## Problem statement
State how many lines in the records below contain the word "leaf". Nothing else is needed.

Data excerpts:
═══

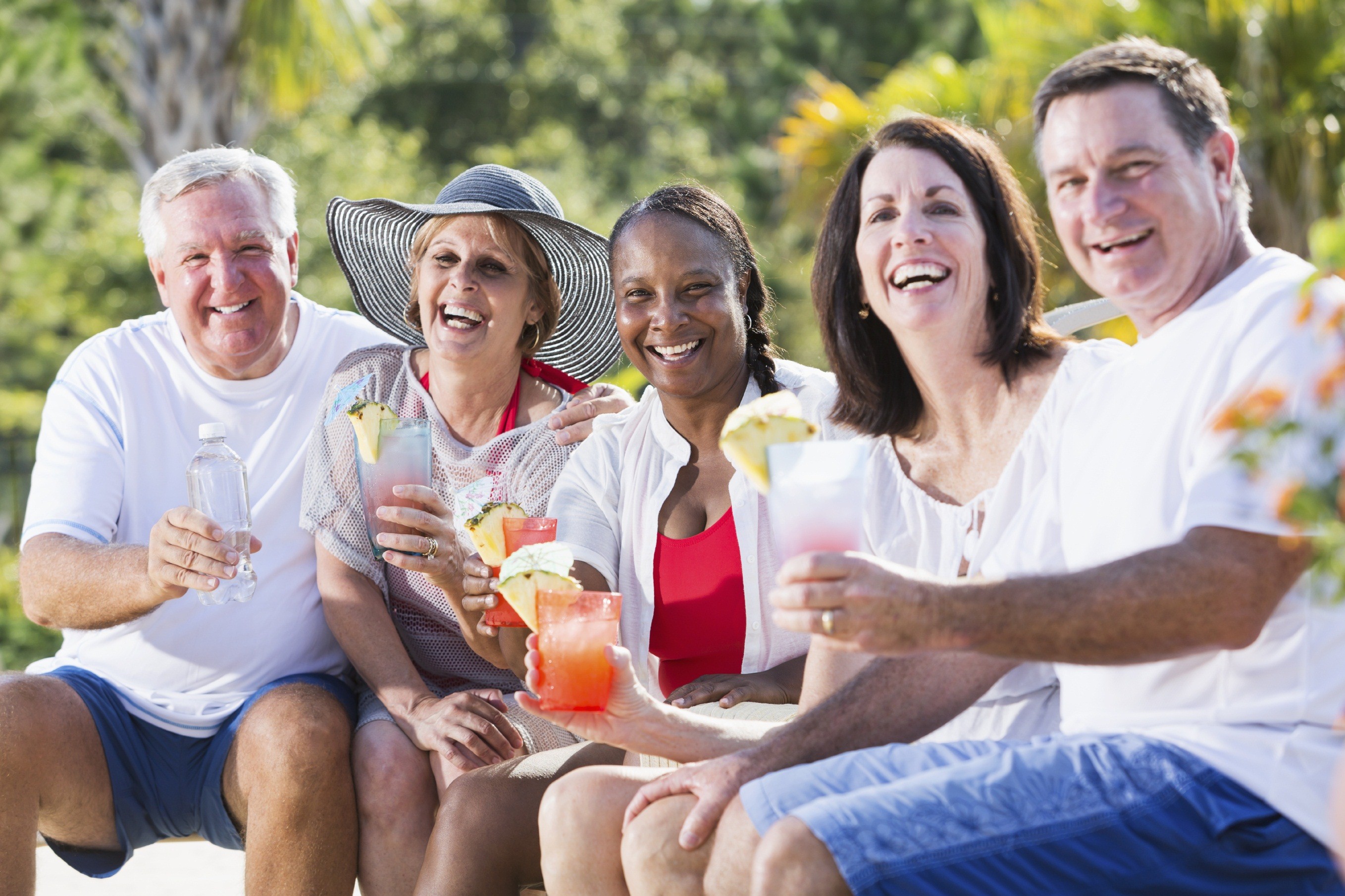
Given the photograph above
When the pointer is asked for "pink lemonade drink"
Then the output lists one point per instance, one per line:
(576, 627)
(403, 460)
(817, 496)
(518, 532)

═══

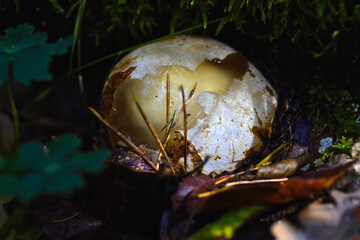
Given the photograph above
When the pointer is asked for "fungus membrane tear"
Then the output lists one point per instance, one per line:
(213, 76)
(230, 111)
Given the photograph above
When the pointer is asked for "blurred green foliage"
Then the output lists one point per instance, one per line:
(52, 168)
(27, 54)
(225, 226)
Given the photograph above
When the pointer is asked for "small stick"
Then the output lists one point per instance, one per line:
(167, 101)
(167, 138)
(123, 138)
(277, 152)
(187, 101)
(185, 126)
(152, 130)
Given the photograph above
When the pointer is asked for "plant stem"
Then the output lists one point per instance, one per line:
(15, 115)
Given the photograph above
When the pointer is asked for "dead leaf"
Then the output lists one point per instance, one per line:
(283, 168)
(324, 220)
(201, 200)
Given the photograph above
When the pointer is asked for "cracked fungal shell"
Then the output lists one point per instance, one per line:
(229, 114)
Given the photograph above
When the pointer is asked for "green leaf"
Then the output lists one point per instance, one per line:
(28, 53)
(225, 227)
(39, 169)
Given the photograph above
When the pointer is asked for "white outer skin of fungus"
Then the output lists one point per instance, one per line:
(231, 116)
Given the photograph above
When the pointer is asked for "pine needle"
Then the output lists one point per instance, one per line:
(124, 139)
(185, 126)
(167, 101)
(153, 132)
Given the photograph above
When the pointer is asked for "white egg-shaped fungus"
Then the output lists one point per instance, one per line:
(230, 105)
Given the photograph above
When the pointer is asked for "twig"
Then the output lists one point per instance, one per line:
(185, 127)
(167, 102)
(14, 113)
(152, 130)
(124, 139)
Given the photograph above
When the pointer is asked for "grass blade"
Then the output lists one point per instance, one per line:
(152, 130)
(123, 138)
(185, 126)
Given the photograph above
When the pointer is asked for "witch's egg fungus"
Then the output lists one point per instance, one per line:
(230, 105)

═══

## Task response
2